CP, art. 2º. Ninguém pode ser punido por fato que lei posterior deixa de considerar crime, cessando em virtude dela a execução e os efeitos penais da sentença condenatória.

Parágrafo único. A lei posterior, que de qualquer modo favorecer o agente, aplica-se aos fatos anteriores, ainda que decididos por sentença condenatória transitada em julgado.

CP, art. 3º. A lei excepcional ou temporária, embora decorrido o período de sua duração ou cessadas as circunstâncias que a deter-minaram, aplica-se ao fato praticado durante a sua vigência.

CP, art. 4º. Considera-se praticado o crime no momento da ação ou omissão, ainda que outro seja o momento do resultado.

Tempo do crime

Há três correntes quanto à determinação do momento da prática do crime (tempus delicti). São elas: a) da atividade; b) do resultado e c) mista.

■ Informações fornecidas:
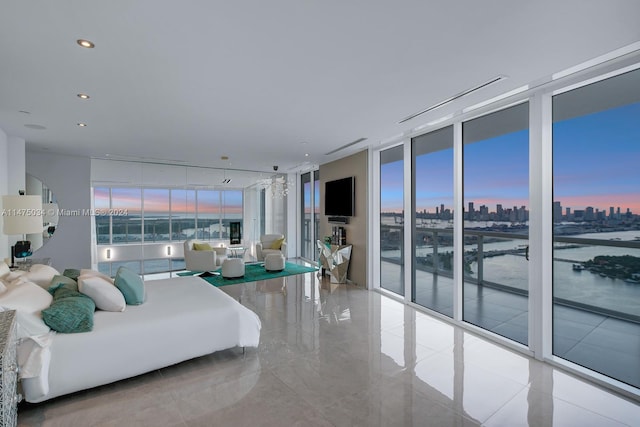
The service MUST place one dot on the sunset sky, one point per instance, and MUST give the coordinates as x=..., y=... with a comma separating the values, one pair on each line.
x=596, y=163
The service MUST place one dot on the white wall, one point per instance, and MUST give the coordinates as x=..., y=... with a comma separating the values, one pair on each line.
x=69, y=178
x=4, y=185
x=12, y=179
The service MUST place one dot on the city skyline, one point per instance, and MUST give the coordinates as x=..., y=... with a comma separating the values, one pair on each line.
x=595, y=165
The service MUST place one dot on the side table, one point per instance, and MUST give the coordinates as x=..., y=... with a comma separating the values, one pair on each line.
x=335, y=259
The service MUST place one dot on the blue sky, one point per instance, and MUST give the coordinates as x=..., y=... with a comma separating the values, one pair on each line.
x=596, y=163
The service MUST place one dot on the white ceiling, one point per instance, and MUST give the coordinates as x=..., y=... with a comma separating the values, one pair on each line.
x=266, y=82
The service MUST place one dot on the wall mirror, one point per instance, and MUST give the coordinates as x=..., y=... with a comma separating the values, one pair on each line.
x=35, y=187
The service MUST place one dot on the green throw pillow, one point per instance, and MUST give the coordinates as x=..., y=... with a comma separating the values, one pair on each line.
x=202, y=247
x=59, y=281
x=70, y=312
x=71, y=273
x=131, y=286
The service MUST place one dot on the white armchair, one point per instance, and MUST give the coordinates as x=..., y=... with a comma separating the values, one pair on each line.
x=203, y=260
x=267, y=245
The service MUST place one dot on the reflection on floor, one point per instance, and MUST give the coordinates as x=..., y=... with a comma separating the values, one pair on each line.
x=338, y=355
x=602, y=343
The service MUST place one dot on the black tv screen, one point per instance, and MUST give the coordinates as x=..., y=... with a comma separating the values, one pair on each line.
x=339, y=197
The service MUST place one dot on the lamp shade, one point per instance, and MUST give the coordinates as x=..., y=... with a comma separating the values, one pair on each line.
x=50, y=213
x=22, y=214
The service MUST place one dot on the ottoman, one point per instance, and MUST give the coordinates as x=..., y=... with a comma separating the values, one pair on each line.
x=232, y=268
x=274, y=262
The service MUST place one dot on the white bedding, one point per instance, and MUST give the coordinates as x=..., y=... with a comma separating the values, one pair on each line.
x=182, y=318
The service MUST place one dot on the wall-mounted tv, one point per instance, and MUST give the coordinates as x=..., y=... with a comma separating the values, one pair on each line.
x=339, y=197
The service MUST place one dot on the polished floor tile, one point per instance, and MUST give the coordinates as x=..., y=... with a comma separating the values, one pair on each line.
x=339, y=355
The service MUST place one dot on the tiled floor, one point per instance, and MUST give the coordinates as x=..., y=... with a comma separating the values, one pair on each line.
x=602, y=343
x=336, y=355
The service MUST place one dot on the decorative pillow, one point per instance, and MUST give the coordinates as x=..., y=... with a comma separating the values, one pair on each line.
x=106, y=296
x=202, y=246
x=39, y=274
x=88, y=272
x=277, y=244
x=71, y=312
x=71, y=273
x=60, y=281
x=131, y=286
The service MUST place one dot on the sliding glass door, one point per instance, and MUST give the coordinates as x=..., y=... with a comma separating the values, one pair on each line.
x=496, y=222
x=392, y=219
x=596, y=200
x=432, y=218
x=310, y=218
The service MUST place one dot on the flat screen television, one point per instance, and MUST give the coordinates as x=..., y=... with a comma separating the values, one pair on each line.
x=339, y=197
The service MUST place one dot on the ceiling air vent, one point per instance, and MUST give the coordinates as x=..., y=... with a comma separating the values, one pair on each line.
x=346, y=146
x=454, y=97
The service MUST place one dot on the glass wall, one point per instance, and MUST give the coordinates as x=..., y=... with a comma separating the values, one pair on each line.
x=156, y=215
x=126, y=228
x=316, y=210
x=183, y=214
x=102, y=203
x=166, y=215
x=432, y=183
x=496, y=222
x=310, y=218
x=208, y=208
x=392, y=219
x=306, y=242
x=596, y=212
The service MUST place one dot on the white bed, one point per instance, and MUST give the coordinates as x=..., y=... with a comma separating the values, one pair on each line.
x=181, y=318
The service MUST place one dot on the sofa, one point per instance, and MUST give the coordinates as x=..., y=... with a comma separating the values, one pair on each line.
x=271, y=244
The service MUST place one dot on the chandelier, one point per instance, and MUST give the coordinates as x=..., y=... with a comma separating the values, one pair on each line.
x=277, y=185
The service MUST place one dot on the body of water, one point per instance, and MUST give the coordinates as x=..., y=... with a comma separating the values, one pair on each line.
x=579, y=286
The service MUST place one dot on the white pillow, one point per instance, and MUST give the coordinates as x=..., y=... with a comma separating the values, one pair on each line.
x=28, y=299
x=40, y=274
x=4, y=269
x=14, y=275
x=30, y=324
x=87, y=272
x=103, y=292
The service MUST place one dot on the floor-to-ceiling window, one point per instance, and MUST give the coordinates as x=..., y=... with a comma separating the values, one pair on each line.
x=310, y=218
x=392, y=219
x=166, y=216
x=596, y=214
x=432, y=182
x=496, y=222
x=208, y=207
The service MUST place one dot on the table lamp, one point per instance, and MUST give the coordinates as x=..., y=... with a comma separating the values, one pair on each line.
x=21, y=215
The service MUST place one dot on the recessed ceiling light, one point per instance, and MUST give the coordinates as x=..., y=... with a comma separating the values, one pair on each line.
x=85, y=43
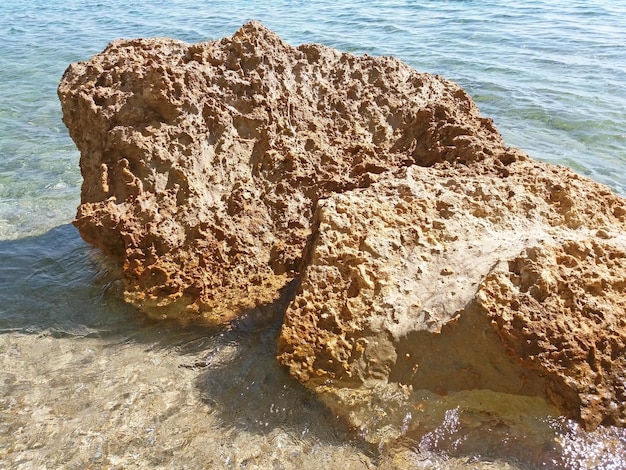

■ Instrução: Reproduza, sem alterações, a parte do trecho sobre a lei penal no tempo que vai de "CP, art. 2º." até "transitada em julgado.", incluindo esses dois trechos.

■ Resultado da tarefa:
CP, art. 2º. Ninguém pode ser punido por fato que lei posterior deixa de considerar crime, cessando em virtude dela a execução e os efeitos penais da sentença condenatória.

Parágrafo único. A lei posterior, que de qualquer modo favorecer o agente, aplica-se aos fatos anteriores, ainda que decididos por sentença condenatória transitada em julgado.